***** Exercise data

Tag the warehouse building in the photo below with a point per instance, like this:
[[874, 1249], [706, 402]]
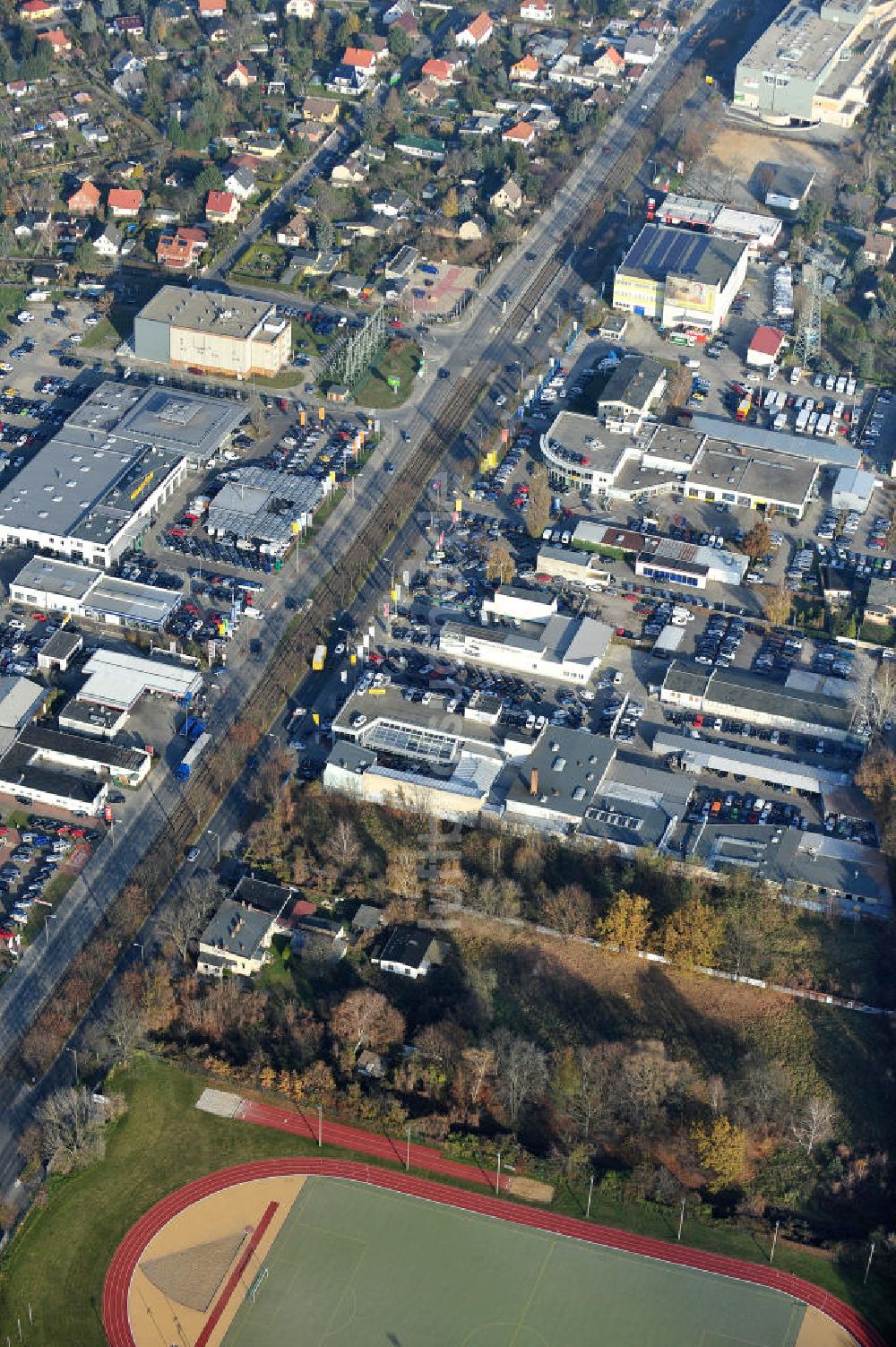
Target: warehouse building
[[631, 391], [53, 586], [757, 232], [754, 699], [211, 332], [676, 276], [95, 488], [566, 650], [817, 64], [752, 479], [265, 508], [853, 489]]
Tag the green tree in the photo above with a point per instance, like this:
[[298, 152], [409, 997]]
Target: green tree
[[721, 1148]]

**********

Brief: Can you set down, word for word, the records starting at the line with "Tag the green" and running through the last line of the records?

Written response:
Tag the green tree in the photo above with a point per instance, like this:
[[298, 152], [409, 997]]
Target: green tree
[[721, 1148]]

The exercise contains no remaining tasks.